◆ **Material for the task**
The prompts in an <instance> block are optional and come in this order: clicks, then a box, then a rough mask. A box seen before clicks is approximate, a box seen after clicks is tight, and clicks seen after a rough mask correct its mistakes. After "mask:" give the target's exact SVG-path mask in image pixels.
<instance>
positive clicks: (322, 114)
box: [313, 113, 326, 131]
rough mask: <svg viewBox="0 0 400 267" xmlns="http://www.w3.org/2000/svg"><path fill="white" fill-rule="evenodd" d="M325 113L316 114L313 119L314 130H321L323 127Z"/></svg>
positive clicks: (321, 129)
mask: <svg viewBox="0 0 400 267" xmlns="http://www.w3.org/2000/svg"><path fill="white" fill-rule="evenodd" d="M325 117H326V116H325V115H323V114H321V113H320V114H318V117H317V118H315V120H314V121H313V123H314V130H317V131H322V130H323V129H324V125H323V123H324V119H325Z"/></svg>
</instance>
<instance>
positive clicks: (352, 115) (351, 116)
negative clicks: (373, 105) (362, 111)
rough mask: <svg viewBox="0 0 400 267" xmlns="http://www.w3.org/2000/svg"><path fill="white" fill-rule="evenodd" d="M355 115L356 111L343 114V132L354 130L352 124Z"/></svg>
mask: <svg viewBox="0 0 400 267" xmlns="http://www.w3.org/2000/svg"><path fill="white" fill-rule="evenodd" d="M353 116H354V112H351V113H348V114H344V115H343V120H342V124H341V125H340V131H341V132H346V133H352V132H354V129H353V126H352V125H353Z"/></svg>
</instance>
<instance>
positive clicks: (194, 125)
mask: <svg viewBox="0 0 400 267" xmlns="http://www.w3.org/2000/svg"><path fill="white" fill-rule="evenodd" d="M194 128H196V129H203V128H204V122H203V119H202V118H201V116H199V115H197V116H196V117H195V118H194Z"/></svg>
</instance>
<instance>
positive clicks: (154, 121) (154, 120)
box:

◆ **Required action**
Reproduce exactly the first line of the listing and every line after it, through the one containing "negative clicks: (373, 105) (362, 111)". Nothing else belongs in the output.

◆ **Solution to this task**
The prompts in an <instance> block are optional and come in this order: clicks, then a box, then a rough mask. A box seen before clicks is approximate, a box seen after clicks is tight, and clicks seen after a rough mask correct its mistakes. After "mask:" give the target's exact SVG-path mask in image pixels.
<instance>
positive clicks: (322, 114)
box: [313, 113, 326, 131]
rough mask: <svg viewBox="0 0 400 267" xmlns="http://www.w3.org/2000/svg"><path fill="white" fill-rule="evenodd" d="M325 113L316 114L313 119L314 130H321L323 127Z"/></svg>
positive clicks: (321, 129)
mask: <svg viewBox="0 0 400 267" xmlns="http://www.w3.org/2000/svg"><path fill="white" fill-rule="evenodd" d="M325 117H326V116H325V115H323V114H321V113H320V114H318V117H317V118H315V120H314V121H313V123H314V130H317V131H322V130H323V129H324V125H323V123H324V119H325Z"/></svg>
</instance>
<instance>
positive clicks: (352, 115) (351, 116)
negative clicks: (373, 105) (362, 111)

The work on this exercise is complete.